#### Deine Aufgabe
Warum lehnte das Finanzamt laut dem Auszug zum BFH-Urteil über das Familienheim die Steuerbefreiung ab? Womit begründete die Klägerin im Einspruch ihren Entschluss, auszuziehen und das Haus zu veräußern?

*** Ausgewählter Auszug

BFH: Beendigung der Selbstnutzung des Familienheims – kein grundsätzlicher Wegfall der Erbschaftsteuerbefreiung

Mit Urteil vom 1. Dezember 2021 (Az. II R 1/21) hat der BFH entschieden, dass der*die Erwerber*in eines nach § 13 Abs. 1 Nr. 4b ErbStG erbschaftsteuerrechtlich begünstigten Eigenheims aus zwingenden Gründen an dessen Nutzung zu eigenen Wohnzwecken gehindert ist, wenn die Selbstnutzung objektiv unmöglich oder aus objektiven Gründen unzumutbar ist. Hierzu können auch gesundheitliche Beeinträchtigungen zählen.

Sachverhalt

Im Streitfall ist die Klägerin im Wege des Erbfalls zunächst Eigentümerin des mit ihrem verstorbenen Ehemann bewohnten Einfamilienhauses geworden und hat die Steuerbefreiung für das Familienheim nach § 13 Abs. 1 Nr. 4b ErbStG in Anspruch genommen. Nach knapp zwei Jahren veräußerte sie das Haus und zog in eine Eigentumswohnung. Das beklagte Finanzamt gewährte die Steuerbefreiung zunächst unter dem Vorbehalt der Nachprüfung, lehnte diese aber wegen Aufgabe der Selbstnutzung sodann ab. Die Klägerin berief sich im Rahmen des Einspruchs erfolglos darauf, dass der Tod ihres Ehemannes eine bereits bestandene Depression verschlechtert habe und der Entschluss, auszuziehen und das Haus zu veräußern, auf ärztlichem Rat beruhe. Das Finanzgericht wies die Klage erstinstanzlich ab, da keine zwingenden Gründe für die Aufgabe der Selbstnutzung vorgelegt haben.

******
*** Bereitgestellte Daten

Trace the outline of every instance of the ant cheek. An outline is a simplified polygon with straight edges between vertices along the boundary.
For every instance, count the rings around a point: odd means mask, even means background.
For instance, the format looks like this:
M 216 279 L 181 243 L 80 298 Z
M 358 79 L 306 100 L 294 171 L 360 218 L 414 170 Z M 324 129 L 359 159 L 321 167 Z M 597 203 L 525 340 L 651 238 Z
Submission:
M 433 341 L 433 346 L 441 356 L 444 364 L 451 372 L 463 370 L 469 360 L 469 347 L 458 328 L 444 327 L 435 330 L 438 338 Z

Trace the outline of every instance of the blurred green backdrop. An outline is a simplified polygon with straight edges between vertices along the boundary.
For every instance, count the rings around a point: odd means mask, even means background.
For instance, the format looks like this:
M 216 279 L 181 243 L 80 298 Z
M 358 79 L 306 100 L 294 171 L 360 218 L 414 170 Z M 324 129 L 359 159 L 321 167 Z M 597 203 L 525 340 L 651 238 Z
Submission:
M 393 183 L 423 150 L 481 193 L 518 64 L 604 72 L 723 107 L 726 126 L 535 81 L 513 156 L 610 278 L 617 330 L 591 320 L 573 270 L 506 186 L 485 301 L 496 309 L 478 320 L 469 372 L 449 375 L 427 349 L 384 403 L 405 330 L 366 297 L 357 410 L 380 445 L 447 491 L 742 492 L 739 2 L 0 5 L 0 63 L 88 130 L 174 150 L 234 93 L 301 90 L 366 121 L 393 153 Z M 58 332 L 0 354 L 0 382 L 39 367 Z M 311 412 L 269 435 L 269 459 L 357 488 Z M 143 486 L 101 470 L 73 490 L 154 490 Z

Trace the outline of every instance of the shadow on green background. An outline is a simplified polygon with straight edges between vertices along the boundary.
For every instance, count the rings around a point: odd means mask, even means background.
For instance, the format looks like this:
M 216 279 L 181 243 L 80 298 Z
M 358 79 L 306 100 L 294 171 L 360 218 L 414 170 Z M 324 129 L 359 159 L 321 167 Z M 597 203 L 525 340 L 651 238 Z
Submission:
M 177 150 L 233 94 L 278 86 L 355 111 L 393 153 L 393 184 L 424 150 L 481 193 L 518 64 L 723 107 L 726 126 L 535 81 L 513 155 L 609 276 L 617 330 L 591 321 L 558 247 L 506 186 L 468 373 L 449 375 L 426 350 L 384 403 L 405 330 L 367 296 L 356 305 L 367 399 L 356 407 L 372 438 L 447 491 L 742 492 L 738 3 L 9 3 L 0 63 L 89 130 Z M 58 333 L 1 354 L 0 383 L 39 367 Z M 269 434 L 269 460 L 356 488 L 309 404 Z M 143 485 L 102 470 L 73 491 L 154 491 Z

******

#### Lösung
Das Finanzamt lehnte die Steuerbefreiung wegen Aufgabe der Selbstnutzung ab. Die Klägerin machte geltend, der Tod ihres Ehemannes habe eine bereits bestehende Depression verschlechtert. Der Entschluss, auszuziehen und das Haus zu veräußern, beruhe auf ärztlichem Rat.